Rewrite everything from the line containing "ceiling fan downrod" down to the line containing "left=344, top=0, right=365, bottom=16", changing "downrod" to "mounting rod" and leaving the rest as it is.

(Entries from an annotation dataset)
......
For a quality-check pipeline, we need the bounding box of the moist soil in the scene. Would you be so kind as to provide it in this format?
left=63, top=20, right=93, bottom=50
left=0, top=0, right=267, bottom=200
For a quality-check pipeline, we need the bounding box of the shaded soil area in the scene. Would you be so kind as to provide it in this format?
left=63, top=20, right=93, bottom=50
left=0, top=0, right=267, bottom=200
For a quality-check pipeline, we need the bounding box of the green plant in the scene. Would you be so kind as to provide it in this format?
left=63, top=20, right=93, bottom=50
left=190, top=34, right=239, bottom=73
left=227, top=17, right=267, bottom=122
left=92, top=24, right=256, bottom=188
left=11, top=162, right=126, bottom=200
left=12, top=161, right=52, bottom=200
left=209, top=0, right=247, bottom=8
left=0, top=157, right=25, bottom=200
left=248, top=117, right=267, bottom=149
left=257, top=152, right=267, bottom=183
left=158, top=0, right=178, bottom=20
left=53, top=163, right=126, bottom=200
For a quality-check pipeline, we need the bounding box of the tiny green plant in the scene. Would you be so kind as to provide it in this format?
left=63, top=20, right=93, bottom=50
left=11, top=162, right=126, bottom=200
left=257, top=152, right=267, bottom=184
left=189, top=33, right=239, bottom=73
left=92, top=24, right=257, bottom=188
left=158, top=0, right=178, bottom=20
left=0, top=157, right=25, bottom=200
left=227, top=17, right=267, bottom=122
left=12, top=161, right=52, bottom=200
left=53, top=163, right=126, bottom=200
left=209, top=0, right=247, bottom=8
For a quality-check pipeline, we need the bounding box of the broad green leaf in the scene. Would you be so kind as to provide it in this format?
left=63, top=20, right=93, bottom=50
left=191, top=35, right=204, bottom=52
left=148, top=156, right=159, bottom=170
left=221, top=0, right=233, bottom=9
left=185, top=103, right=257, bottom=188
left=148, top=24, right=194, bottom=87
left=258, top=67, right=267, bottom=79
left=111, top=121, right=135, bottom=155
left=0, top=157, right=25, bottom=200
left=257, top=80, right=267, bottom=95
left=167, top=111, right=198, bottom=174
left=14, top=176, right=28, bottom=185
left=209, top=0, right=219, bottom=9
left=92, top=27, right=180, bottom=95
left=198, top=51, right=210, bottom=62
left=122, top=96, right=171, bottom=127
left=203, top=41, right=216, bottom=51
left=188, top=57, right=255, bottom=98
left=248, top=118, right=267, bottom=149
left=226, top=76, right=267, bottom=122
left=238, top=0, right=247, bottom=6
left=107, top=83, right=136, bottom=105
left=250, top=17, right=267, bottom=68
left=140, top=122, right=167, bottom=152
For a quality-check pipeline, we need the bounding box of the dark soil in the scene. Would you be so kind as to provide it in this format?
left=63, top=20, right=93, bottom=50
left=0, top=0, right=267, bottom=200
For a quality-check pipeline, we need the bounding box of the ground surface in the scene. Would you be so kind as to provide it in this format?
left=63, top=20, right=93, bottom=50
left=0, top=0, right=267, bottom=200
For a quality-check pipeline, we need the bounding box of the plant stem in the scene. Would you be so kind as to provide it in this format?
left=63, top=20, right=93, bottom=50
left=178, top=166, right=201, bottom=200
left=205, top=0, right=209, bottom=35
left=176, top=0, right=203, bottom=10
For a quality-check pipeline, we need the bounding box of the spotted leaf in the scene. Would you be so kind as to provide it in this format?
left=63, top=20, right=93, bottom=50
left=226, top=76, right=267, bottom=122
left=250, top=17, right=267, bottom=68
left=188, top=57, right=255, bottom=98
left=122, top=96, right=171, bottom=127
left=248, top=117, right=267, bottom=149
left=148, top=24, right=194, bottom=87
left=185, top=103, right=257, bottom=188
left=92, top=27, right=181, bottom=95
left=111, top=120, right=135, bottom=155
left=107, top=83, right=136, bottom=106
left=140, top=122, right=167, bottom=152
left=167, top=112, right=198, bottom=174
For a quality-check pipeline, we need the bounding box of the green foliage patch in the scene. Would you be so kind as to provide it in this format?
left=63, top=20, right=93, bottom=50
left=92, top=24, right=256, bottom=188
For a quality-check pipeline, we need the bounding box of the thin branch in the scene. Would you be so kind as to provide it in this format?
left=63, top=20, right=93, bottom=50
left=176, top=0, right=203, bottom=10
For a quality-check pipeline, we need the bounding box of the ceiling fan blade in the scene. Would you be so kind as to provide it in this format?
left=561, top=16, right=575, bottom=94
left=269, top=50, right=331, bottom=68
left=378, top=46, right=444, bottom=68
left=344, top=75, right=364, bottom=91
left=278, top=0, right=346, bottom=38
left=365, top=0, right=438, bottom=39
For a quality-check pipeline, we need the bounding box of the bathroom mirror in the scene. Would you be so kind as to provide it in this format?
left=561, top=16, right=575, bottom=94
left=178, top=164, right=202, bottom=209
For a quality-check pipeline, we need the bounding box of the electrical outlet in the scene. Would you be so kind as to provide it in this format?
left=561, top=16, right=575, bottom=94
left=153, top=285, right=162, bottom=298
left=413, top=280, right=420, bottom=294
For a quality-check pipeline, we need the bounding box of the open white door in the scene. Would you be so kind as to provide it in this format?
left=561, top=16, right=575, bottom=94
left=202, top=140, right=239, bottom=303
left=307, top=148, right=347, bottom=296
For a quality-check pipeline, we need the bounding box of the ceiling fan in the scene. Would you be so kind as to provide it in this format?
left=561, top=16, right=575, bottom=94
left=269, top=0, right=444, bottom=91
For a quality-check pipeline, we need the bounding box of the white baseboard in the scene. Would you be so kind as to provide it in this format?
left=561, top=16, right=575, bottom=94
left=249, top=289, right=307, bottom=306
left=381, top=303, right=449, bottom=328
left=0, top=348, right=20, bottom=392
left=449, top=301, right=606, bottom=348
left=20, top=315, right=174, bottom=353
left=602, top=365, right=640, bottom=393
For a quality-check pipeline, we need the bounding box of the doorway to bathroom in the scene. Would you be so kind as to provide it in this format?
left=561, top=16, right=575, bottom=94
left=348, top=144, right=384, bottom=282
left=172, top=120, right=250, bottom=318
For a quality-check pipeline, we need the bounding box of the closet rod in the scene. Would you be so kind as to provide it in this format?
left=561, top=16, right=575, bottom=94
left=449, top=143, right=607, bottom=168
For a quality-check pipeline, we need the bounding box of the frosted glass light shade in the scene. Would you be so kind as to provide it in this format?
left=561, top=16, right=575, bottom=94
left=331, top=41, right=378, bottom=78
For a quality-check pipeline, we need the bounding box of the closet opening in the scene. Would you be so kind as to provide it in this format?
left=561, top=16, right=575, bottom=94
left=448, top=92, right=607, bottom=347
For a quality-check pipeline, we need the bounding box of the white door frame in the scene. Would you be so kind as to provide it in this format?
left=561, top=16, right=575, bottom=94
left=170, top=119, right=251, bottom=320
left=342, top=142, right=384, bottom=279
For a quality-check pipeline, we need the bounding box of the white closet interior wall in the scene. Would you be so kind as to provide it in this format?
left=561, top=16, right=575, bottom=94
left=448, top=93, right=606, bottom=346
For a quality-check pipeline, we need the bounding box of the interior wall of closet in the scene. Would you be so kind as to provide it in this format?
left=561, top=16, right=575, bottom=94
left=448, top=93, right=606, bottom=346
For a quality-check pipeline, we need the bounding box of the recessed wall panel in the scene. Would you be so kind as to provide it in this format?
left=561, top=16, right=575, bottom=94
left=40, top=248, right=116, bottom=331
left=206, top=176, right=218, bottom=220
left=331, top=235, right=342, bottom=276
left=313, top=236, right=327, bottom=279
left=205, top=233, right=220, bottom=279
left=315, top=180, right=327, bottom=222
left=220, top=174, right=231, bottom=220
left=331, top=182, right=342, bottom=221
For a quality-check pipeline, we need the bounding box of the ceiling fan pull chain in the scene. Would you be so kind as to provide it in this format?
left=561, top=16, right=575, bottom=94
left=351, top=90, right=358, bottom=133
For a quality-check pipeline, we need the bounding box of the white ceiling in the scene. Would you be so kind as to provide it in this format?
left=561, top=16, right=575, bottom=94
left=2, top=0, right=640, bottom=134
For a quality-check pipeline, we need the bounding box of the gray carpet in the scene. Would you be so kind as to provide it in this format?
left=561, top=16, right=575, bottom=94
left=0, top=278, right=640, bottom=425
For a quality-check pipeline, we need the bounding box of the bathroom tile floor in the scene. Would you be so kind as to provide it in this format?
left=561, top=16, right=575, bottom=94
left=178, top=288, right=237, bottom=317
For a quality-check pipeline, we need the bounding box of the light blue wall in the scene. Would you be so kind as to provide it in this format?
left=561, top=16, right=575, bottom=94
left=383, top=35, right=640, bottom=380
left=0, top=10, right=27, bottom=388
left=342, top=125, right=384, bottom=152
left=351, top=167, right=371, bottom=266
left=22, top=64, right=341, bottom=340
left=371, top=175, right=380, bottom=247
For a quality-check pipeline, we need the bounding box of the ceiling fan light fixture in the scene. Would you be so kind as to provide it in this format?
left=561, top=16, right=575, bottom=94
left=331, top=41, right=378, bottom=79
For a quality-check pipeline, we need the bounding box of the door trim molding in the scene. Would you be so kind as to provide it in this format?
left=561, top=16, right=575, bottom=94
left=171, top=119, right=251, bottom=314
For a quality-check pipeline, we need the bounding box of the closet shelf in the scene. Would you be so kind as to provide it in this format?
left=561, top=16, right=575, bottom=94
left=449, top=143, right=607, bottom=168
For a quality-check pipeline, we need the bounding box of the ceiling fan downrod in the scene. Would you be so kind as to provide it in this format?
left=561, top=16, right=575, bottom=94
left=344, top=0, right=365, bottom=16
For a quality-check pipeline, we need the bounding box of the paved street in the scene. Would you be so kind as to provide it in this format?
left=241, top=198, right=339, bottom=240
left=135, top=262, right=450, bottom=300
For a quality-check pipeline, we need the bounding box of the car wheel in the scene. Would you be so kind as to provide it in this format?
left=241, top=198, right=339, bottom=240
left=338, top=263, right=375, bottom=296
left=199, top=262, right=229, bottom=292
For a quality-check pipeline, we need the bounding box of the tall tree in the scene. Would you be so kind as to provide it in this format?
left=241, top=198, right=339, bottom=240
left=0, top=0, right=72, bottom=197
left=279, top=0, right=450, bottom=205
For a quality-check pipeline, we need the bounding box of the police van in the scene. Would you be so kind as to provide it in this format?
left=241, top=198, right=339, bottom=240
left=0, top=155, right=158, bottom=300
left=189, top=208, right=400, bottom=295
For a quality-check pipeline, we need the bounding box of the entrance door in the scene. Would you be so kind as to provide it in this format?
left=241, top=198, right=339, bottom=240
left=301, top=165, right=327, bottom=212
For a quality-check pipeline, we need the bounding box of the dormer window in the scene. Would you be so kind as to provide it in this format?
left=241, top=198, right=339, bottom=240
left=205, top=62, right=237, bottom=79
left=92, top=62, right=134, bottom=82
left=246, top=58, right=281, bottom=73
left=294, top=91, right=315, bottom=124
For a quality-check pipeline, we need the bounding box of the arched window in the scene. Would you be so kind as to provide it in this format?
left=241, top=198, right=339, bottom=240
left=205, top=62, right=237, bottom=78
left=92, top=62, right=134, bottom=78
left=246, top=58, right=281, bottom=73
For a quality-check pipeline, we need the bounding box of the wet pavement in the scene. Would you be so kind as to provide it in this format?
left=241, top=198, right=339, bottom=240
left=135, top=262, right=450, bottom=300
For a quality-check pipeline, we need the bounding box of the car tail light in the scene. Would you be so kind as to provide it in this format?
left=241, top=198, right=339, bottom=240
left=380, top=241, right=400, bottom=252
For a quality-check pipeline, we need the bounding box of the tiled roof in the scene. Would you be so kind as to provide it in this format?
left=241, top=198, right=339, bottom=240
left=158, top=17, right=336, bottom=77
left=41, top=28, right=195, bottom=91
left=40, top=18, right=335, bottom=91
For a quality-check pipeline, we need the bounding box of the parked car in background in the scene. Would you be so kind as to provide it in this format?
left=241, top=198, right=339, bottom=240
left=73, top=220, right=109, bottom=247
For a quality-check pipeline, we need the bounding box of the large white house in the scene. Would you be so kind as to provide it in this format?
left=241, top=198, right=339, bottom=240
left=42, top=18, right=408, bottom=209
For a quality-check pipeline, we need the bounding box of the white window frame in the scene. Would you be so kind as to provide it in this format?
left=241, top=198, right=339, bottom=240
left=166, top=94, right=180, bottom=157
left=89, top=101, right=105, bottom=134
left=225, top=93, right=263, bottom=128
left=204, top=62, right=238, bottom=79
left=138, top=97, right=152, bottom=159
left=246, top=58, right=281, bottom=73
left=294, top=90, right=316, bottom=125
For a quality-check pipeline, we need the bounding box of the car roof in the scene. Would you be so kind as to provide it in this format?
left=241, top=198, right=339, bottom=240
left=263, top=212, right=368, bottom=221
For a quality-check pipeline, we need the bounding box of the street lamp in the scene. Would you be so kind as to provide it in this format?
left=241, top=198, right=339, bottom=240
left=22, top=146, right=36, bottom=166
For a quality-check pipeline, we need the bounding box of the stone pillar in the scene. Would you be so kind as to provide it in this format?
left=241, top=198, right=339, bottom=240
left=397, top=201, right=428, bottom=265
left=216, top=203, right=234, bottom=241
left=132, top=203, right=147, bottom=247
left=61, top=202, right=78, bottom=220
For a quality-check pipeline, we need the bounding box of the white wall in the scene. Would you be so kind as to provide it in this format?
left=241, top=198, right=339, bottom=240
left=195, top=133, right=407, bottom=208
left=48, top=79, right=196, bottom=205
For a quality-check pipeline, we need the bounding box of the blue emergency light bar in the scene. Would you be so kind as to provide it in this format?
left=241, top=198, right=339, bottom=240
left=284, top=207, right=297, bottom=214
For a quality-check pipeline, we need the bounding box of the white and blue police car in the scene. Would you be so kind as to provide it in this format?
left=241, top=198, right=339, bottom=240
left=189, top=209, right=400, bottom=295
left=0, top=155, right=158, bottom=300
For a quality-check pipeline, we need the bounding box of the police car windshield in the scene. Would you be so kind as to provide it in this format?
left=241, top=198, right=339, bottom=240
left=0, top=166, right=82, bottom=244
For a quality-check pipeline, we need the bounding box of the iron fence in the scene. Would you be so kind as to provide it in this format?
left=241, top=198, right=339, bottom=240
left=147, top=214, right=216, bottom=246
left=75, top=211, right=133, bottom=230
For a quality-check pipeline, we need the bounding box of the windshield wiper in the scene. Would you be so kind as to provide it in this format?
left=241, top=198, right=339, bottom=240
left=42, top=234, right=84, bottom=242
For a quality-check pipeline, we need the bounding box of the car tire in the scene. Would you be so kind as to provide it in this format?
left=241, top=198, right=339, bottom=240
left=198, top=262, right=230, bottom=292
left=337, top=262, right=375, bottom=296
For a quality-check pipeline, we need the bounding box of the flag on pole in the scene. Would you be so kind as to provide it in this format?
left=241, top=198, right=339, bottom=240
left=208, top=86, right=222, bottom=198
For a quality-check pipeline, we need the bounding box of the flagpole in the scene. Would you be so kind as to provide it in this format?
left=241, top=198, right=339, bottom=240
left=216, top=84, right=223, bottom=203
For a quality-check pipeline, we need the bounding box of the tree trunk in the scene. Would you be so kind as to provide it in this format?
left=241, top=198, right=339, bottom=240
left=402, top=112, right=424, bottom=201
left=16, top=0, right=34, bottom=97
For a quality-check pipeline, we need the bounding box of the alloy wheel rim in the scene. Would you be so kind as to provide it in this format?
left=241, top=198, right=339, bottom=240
......
▶ **Result of this task**:
For a quality-check pipeline, we need the bounding box of the ceiling fan mounting rod in the scene. Would you be so kind as to provide it in this format?
left=561, top=16, right=575, bottom=94
left=344, top=0, right=365, bottom=16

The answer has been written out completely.